_Aşağıdakileri tamamlayın_.
**1.** Şikâyet ve suç duyurusu metnine göre aşağıdaki soruları yanıtlayın:
(a) Metinde hukuki süreçlerde sıklıkla birbiriyle karıştırıldığı belirtilen iki kavram hangileridir?
(b) Rehberde bu iki kavramla ilgili hangi üç konunun inceleneceği söylenmektedir?
(c) Giriş paragrafından sonra gelen başlık hangi soruyu sormaktadır?
**2.** Şikâyet ve suç duyurusu metninin "Hukuki süreçlerde sıklıkla" sözcüklerini içeren yerle başlayıp "bir şekilde inceleyeceğiz." ile biten bölümünü hiçbir değişiklik yapmadan çıktı olarak verin.

::: Kaynak metin alıntısı :::

Şikâyet ve Suç Duyurusu Arasındaki Farklar



Hukuki süreçlerde sıklıkla karşılaşılan "şikâyet" ve "suç duyurusu" kavramları, çoğu zaman birbirleriyle karıştırılmaktadır. Ancak, bu iki kavram arasında önemli farklılıklar bulunmaktadır. Bu rehberde, şikâyet ve suç duyurusunun ne anlama geldiğini, aralarındaki temel farkları ve hukuki sonuçlarını detaylı bir şekilde inceleyeceğiz.



Şikâyet Nedir?

::: Kayıt alıntıları :::

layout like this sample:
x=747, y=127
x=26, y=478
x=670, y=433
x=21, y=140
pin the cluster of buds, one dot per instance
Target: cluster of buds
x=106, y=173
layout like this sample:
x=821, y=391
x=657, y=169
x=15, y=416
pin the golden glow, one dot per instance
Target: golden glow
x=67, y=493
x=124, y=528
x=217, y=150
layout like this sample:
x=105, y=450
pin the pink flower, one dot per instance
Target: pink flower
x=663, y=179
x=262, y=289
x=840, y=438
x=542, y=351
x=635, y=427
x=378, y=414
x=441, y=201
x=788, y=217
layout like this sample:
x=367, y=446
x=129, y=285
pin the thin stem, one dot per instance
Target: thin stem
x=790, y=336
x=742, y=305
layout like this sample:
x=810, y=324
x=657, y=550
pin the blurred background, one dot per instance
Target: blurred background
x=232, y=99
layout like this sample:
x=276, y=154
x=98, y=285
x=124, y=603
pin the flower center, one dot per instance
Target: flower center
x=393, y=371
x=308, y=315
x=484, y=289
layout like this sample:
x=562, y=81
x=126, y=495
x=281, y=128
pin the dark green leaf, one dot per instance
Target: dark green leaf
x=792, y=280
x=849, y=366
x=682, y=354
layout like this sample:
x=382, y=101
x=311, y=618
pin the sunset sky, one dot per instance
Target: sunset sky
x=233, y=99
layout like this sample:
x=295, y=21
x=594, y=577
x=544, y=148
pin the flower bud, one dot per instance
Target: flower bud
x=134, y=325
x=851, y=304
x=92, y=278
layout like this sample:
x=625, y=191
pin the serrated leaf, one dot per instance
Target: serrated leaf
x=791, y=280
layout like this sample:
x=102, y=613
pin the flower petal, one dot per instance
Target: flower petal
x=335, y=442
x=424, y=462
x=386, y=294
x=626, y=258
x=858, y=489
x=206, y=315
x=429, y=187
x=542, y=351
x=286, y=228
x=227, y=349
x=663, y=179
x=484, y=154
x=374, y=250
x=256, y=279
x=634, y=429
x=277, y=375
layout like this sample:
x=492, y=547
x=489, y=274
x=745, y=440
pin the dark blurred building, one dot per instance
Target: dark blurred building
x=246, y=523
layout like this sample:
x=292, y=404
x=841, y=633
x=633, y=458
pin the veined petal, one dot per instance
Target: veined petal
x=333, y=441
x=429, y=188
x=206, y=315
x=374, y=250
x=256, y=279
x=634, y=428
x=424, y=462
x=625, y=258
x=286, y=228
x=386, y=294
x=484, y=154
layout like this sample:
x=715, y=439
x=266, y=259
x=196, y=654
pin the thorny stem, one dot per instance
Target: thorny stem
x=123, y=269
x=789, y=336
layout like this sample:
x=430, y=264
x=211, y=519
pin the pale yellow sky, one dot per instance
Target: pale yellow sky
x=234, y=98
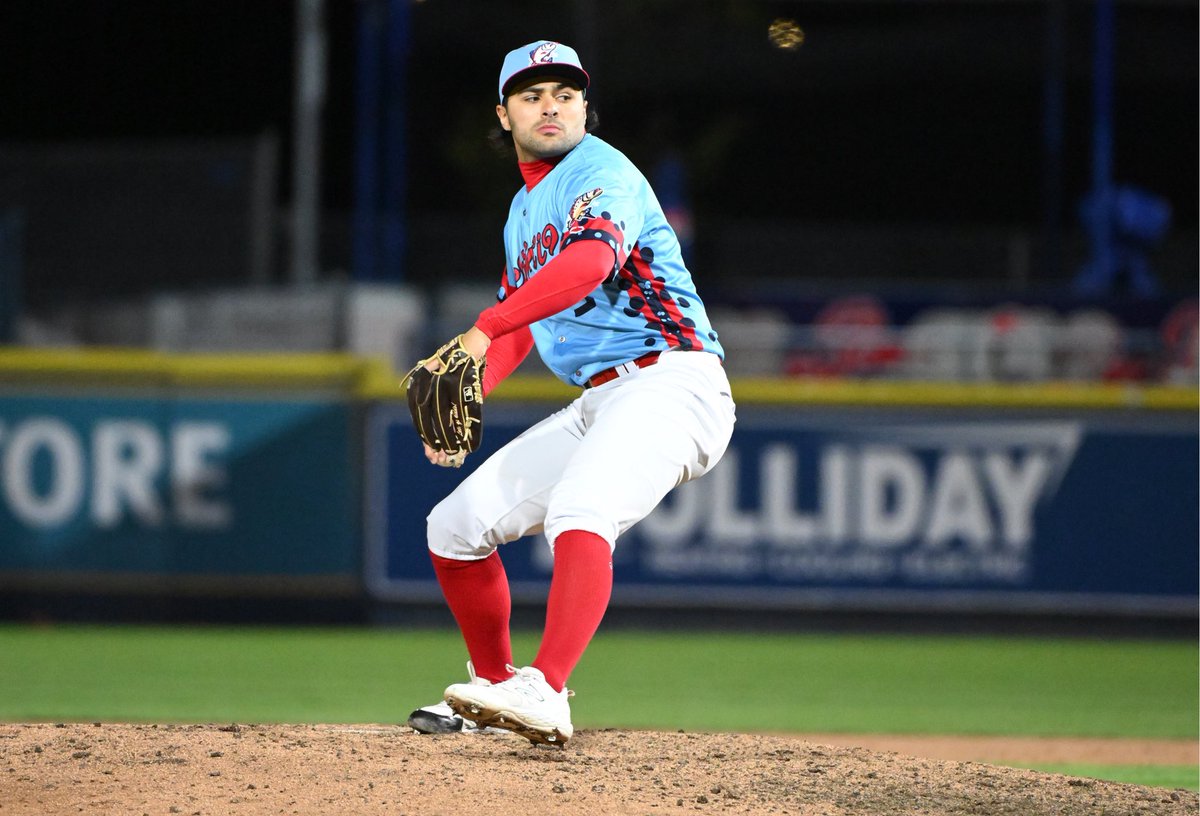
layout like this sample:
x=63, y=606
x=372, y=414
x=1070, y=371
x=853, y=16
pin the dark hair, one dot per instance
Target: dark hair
x=502, y=139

:::

_Görevlere göre yanıtlar_.
**1.**
(a) "Şikâyet" ve "suç duyurusu".
(b) Şikâyet ve suç duyurusunun ne anlama geldiği, aralarındaki temel farklar ve hukuki sonuçları.
(c) "Şikâyet Nedir?"

**2.**
Hukuki süreçlerde sıklıkla karşılaşılan "şikâyet" ve "suç duyurusu" kavramları, çoğu zaman birbirleriyle karıştırılmaktadır. Ancak, bu iki kavram arasında önemli farklılıklar bulunmaktadır. Bu rehberde, şikâyet ve suç duyurusunun ne anlama geldiğini, aralarındaki temel farkları ve hukuki sonuçlarını detaylı bir şekilde inceleyeceğiz.